# Written problem:
Reproduce the part of the records that opens with the line containing "of the balcony" and closes with the line containing "266, 28, 270, 43", requests included. Shift every bounding box coordinate in the answers by -102, and give only those lines.

# Extracted data:
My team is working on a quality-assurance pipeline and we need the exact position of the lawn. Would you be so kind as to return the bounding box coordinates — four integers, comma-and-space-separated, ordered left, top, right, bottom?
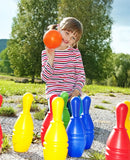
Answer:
0, 79, 130, 96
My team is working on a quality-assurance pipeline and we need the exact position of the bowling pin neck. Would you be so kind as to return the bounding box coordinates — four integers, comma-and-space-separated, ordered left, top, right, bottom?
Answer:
52, 97, 64, 121
60, 91, 69, 108
23, 93, 33, 113
82, 96, 91, 114
49, 94, 57, 113
70, 97, 81, 118
116, 103, 128, 128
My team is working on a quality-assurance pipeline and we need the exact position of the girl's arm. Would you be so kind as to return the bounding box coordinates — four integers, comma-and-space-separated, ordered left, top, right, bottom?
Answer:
41, 49, 54, 82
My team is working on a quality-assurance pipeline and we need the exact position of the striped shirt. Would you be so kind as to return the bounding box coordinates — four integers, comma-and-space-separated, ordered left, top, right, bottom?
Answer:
41, 48, 85, 98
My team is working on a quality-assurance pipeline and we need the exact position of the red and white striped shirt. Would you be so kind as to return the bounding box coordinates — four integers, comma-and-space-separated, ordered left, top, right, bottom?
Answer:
41, 48, 85, 98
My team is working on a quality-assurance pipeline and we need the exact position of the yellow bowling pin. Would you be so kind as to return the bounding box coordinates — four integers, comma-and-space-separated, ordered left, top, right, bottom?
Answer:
124, 101, 130, 139
43, 97, 68, 160
12, 93, 34, 152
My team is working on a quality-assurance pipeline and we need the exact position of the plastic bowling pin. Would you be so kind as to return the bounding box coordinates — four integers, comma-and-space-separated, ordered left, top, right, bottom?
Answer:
0, 95, 3, 153
80, 96, 94, 149
0, 95, 3, 107
60, 91, 70, 128
66, 97, 86, 157
105, 103, 130, 160
41, 94, 57, 146
124, 101, 130, 139
43, 97, 68, 160
12, 93, 34, 152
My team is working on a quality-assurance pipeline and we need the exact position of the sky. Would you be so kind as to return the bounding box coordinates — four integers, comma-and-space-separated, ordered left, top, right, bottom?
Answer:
0, 0, 130, 54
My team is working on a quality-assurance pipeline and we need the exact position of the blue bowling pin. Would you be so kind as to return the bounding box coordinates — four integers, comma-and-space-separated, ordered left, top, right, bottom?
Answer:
80, 96, 94, 149
66, 97, 86, 157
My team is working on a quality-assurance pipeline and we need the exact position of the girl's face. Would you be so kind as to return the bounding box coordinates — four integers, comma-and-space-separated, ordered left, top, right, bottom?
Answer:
60, 30, 76, 49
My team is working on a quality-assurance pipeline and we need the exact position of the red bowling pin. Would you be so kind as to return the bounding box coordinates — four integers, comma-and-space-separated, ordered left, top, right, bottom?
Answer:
41, 94, 57, 146
105, 103, 130, 160
0, 95, 3, 153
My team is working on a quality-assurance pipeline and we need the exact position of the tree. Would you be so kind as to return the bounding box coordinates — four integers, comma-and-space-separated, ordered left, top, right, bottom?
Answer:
8, 0, 57, 82
0, 48, 13, 73
114, 53, 130, 87
59, 0, 112, 81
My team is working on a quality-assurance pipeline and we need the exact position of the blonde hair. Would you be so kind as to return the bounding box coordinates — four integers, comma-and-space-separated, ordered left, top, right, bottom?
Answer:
48, 17, 83, 48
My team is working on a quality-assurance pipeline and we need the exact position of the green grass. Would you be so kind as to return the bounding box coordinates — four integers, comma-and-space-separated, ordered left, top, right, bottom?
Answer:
0, 80, 45, 96
82, 85, 130, 96
0, 79, 130, 96
88, 151, 105, 160
94, 105, 107, 110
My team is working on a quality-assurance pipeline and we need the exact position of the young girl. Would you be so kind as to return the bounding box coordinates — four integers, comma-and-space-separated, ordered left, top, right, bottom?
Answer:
41, 17, 85, 114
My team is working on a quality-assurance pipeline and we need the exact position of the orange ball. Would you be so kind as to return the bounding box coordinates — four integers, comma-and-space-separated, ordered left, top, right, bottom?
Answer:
43, 29, 62, 49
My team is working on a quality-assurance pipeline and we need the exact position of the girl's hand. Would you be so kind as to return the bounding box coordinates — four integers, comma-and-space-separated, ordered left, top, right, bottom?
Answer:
45, 47, 55, 66
68, 89, 80, 101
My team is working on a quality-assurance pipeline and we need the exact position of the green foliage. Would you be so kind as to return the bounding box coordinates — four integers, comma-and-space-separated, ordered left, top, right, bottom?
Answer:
59, 0, 113, 81
0, 39, 8, 52
114, 53, 130, 87
0, 106, 16, 117
0, 48, 13, 73
2, 133, 11, 153
8, 0, 57, 82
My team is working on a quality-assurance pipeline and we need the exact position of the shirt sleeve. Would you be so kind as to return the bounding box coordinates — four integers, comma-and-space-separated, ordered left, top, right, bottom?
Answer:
41, 50, 53, 82
74, 49, 86, 94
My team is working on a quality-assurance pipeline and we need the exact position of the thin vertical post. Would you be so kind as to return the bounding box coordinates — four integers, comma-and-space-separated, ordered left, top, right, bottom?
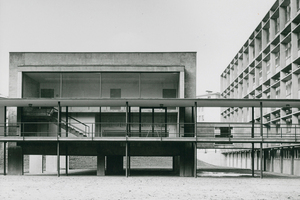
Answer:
66, 106, 69, 137
259, 102, 263, 178
194, 142, 197, 178
139, 107, 142, 137
125, 101, 129, 137
3, 106, 7, 175
66, 143, 69, 176
289, 147, 295, 175
152, 108, 154, 136
56, 141, 60, 177
128, 106, 131, 136
57, 102, 61, 137
251, 107, 254, 177
3, 142, 6, 176
98, 106, 102, 137
125, 141, 129, 177
194, 102, 197, 138
165, 107, 168, 137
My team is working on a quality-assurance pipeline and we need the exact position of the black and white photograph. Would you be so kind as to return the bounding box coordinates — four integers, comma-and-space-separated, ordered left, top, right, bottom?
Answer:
0, 0, 300, 200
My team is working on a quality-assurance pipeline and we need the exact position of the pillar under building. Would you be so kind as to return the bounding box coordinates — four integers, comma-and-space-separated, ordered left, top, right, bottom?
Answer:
7, 146, 23, 175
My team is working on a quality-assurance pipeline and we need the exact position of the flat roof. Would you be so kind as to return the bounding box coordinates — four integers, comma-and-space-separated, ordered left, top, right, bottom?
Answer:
0, 98, 300, 108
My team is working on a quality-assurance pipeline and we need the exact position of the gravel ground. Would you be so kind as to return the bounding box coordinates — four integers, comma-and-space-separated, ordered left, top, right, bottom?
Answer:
0, 161, 300, 200
0, 176, 300, 199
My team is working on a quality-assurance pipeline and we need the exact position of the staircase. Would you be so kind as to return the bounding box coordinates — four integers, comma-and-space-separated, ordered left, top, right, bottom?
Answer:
23, 107, 89, 137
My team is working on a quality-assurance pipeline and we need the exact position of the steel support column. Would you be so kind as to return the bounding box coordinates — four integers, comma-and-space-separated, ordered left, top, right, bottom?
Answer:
3, 142, 6, 175
194, 102, 197, 138
57, 102, 61, 137
251, 107, 254, 177
259, 102, 263, 178
3, 106, 7, 175
56, 141, 60, 177
125, 101, 129, 137
66, 143, 69, 176
66, 106, 69, 137
194, 142, 197, 178
66, 106, 69, 176
125, 101, 129, 177
125, 142, 129, 177
194, 102, 197, 178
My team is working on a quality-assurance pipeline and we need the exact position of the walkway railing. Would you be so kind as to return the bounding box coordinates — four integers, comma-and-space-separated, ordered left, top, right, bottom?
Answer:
0, 122, 300, 142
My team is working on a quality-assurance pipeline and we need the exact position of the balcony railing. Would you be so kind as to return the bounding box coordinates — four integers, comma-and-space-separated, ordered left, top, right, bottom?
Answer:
0, 122, 300, 142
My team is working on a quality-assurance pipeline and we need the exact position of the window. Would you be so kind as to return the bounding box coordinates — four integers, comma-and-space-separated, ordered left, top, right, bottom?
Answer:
163, 89, 177, 98
285, 43, 292, 60
274, 18, 280, 34
294, 149, 300, 159
110, 89, 121, 110
41, 89, 54, 98
275, 87, 280, 99
282, 149, 291, 159
285, 80, 292, 99
297, 32, 300, 50
274, 149, 280, 159
258, 68, 262, 84
275, 52, 280, 68
285, 5, 291, 23
266, 60, 271, 79
266, 28, 270, 43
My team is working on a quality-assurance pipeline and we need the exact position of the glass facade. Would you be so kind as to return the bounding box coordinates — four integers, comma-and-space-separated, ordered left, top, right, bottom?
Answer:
22, 72, 179, 98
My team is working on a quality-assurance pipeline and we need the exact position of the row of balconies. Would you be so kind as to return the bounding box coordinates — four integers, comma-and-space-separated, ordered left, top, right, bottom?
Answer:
221, 107, 300, 124
221, 60, 300, 98
222, 0, 300, 91
221, 39, 300, 94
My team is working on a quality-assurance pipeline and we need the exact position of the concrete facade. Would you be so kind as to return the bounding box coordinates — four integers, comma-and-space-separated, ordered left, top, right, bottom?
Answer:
221, 0, 300, 175
7, 52, 196, 176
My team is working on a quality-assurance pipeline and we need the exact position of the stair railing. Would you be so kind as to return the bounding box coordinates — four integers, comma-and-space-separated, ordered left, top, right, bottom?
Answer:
52, 108, 90, 137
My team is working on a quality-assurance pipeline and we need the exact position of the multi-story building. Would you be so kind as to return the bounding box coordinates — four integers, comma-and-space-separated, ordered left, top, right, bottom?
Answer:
197, 91, 220, 122
5, 52, 196, 176
221, 0, 300, 174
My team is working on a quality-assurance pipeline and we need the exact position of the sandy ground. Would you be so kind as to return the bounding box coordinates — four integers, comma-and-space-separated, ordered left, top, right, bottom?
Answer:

# Reply to the exercise:
My team is working on a quality-assurance pipeline and we need the exact position of the balcony railing. Would you be so kind as to return the bounding box coordinates — four integers, comma-and-space-separated, ordered left, top, right, bottom?
Answer:
-102, 20, 198, 40
My team is working on a quality-assurance pipeline and we need the exact position of the window. Would you be so kind as to return the bounding box coordinates — four integers, comma-and-space-separated, ordered left, top, right, bottom?
Answer:
61, -13, 75, -4
183, -59, 190, -42
172, -84, 178, -68
192, 47, 198, 57
8, -13, 19, 8
-61, -13, -48, -4
173, -15, 178, -3
180, 47, 189, 57
183, -22, 190, -3
195, -70, 198, -52
172, 47, 178, 57
156, -34, 160, -18
173, -50, 178, -34
183, -97, 189, -79
164, -42, 169, -23
164, -74, 168, -59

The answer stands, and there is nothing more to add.